**Excerpted text:**
The Cosmological Argument is the argument for the beginning of the universe. If the universe had a beginning, then the universe had a cause.
In logical form, the argument goes like this:
1. Everything that had a beginning had a cause.
2. The universe had a beginning.
3. Therefore the universe had a cause
THE SECOND LAW OF THERMODYNAMICS
Thermodynamics is the study of matter and energy, and the Second Law states, among other things, that the universe is running out of usable energy. With each passing moment, the amount of usable energy in the universe grows smaller, leading scientists to the obvious conclusion that one day all the energy will be gone and the universe will die. Like a running car, the universe will ultimately run out of gas.
So how does this prove that the universe had a beginning?
Well, lets look at it this way: the First Law of Thermodynamics states that the total amount of energy in the universe is constant. In other words, the universe has only a finite amount of energy. If your car has 1 full tank of gas (first law), and if your car is running and consuming gas (second law), would your car be running right now if you had started it up an infinitely long time ago? No, it would be out of gas by now. In the same way, the universe would be out of energy by now if it had been running from all eternity.
But here we are and the lights are still on.
The Second Law is also know as the Law of Entropy, which is a fancy way of saying that nature tends to bring things to disorder. That is, with time, things naturally fall apart. Your car, your house, you fall apart.
But if the universe is becoming less ordered, then where did the original order come from?
Astronomer Robert Jastrow likens the universe to a wound-up clock. If a wound-up clock is running down, then someone must have wound it up.
This aspect of the Second Law tells us that the universe had a beginning. Since we still have some order left—just like we have some usable energy left—the universe cannot be eternal, because if it were, we would have reached complete disorder (entropy) by now.
THE UNIVERSE IS EXPANDING
Good scientific theories are those that are able to predict phenomena that have not yet been observed. Einstein’s General Relativity predicted the expanding universe. But it wasn’t until Edwin Hubble looked through his telescope more that 10 years later that scientists finally confirmed that the universe is expanding and that it is expanding from a single point. This expanding universe is the second line of scientific evidence that the universe had a beginning.
How does the expanding universe prove a beginning?
If we could watch a video recording of the expanding universe in reverse, we would see all matter in the universe collapse back to a single point, not even the size of a pin head, but mathematically and logically to a point that is actually nothing (i.e., no space, no time, and no matter).
In other words, once there was nothing, and then, BANG, there was something—the entire universe exploded into being! This, of course, is what is commonly called the “Big Bang.”

**Exercise brief:**
Continue the text on the cosmological argument, starting after its last sentence.

**Dataset content:**
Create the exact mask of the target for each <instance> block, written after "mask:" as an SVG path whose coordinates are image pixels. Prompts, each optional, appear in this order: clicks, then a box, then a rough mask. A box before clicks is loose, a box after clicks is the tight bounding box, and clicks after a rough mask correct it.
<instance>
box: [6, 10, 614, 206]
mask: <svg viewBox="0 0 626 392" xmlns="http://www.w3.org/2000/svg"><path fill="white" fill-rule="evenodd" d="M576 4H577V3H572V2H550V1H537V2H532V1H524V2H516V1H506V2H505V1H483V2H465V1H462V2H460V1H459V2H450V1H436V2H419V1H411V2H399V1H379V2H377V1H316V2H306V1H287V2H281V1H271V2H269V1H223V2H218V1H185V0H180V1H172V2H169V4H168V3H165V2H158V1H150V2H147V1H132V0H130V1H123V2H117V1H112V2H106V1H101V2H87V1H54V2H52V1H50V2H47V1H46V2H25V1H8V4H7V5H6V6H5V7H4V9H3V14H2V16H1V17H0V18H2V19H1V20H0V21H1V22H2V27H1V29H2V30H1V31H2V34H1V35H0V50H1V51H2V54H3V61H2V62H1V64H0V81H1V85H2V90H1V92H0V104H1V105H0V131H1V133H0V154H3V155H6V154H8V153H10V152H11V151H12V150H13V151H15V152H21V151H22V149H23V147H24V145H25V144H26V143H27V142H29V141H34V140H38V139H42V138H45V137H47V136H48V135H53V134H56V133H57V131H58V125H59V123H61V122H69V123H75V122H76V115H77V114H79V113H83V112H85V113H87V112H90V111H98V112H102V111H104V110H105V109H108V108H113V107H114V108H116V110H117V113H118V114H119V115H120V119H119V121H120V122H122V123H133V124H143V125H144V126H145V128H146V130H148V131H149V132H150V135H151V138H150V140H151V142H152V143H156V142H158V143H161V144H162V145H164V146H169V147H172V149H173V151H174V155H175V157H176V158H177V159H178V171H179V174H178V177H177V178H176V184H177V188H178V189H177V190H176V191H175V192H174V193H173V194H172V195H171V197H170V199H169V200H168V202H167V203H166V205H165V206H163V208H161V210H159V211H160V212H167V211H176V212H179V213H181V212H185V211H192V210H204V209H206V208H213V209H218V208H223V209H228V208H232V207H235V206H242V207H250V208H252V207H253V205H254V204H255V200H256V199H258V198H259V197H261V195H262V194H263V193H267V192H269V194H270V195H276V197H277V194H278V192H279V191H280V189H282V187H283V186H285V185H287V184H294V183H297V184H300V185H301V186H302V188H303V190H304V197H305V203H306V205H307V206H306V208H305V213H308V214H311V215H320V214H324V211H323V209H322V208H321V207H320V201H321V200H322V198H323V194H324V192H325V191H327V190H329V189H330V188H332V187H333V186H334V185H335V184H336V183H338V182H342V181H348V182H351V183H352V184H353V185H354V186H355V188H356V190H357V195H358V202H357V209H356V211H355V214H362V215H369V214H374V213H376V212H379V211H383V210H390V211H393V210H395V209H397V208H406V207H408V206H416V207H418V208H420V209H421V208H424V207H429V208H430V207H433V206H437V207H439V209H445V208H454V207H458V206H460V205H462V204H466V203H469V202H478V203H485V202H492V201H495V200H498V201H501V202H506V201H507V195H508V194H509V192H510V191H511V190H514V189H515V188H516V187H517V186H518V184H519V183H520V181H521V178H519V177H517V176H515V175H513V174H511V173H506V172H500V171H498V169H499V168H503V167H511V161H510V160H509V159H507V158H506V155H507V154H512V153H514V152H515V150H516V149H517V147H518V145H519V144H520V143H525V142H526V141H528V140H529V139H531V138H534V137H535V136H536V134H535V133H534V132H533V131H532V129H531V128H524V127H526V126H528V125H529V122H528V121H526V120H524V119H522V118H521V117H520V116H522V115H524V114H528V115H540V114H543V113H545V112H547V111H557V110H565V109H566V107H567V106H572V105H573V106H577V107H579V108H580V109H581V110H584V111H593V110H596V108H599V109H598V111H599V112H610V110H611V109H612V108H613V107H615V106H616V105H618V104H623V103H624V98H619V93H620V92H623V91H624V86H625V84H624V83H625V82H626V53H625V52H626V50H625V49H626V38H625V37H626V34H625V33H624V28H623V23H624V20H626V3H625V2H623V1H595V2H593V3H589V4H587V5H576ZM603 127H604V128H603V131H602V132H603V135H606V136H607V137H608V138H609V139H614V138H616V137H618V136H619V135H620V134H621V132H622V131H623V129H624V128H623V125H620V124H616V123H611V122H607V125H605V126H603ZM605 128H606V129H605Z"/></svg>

**Result of this task:**
Is the universe expanding into empty space?
No, the universe is expanding into space that is also expanding.
There was no space before the Big Bang.
In fact, chronologically, there was no “before” the Big Bang because there are no “Befores” without time, and there was no time until the Big Bang. Time, Space, and Matter came into existence at the Big Bang.
Atheists argue that as we go back in time before the Big Bang, to when there was no time, and to where there was no space, At this time before time, they imagine a swirling dust of mathematical points which recombine again and again and again and finally come by trial and error to form our space time universe.
This position is not even scientific theory but is actually self-contradictory pop-metaphysics.
It is pop-metaphysics because it’s a made-up explanation—there’s absolutely no scientific evidence supporting it.
It also self-contradictory because it assumes time and space before there was time and space.
This is the point that an Atheist has trouble explaining the beginning. They want to put something where nothing existed.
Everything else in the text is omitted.